:: Prompt ::
Name every kind of cell that the essay on stem cells mentions stem cells being differentiated into or becoming.

:: Passage provided ::
● ● ● ● ●

Still Life With Stem Cells

Originally published: Biennale of Sydney
by Patricia Piccinini ( 2002 )
 

Last year I saw one of those extraordinary things, which reminds me that what I make is not so strange or far-fetched. As usual it was in a petri dish. This petri dish contained a small layer of cells, a thin skin of biological matter that was pulsating to rapid but steady rhythm. This was the first time that I had really seen stem cells. These ones had been differentiated into heart cells and they were doing what heart cells do; beating - flatly, geometrically, pointlessly.

Stems cells are base cellular matter before it is differentiated into specific kinds of cells like skin, liver, bone or brain. Pure unexpressed potential, they contain the possibility for transformation into anything. They are the basic data format of the organic world. Like digital data, their specificity lies in that, while they are intrinsically nothing, they can become anything. They are biomatter for the digital age.

● ● ● ● ●

:: Data section ::
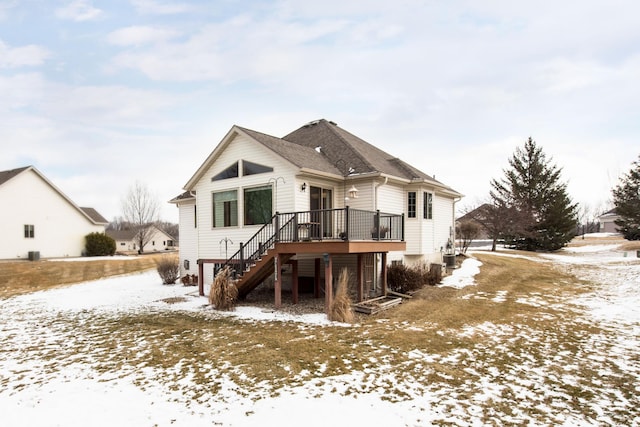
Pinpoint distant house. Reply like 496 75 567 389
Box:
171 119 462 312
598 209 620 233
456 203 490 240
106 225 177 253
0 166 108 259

● ● ● ● ●

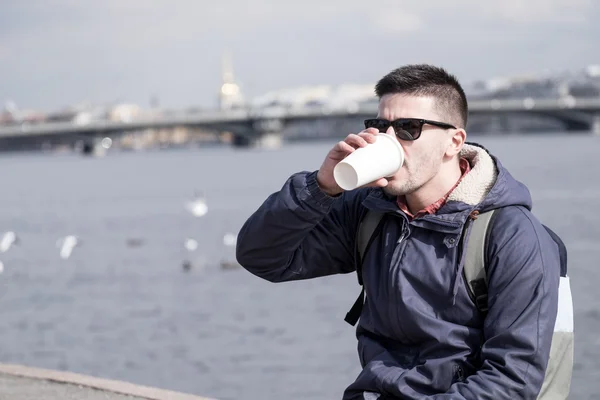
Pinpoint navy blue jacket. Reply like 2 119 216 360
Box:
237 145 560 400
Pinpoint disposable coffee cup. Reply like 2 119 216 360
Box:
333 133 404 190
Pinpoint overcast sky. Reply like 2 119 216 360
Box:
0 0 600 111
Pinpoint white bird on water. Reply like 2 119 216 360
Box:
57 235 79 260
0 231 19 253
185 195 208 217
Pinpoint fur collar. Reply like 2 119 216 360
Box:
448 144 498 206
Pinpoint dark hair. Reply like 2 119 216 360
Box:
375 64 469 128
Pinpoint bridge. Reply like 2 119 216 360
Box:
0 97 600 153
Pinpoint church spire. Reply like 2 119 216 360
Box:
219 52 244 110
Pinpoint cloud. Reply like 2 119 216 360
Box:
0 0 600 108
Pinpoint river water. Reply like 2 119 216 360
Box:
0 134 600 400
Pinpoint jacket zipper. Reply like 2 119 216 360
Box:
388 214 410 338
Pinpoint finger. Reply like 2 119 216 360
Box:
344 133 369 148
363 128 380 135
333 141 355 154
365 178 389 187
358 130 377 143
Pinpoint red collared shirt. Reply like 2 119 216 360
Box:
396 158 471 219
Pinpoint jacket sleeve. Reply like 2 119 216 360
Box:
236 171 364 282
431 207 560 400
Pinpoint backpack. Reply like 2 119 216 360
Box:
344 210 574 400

● ● ● ● ●

:: Solved problem ::
Heart cells, skin, liver, bone and brain.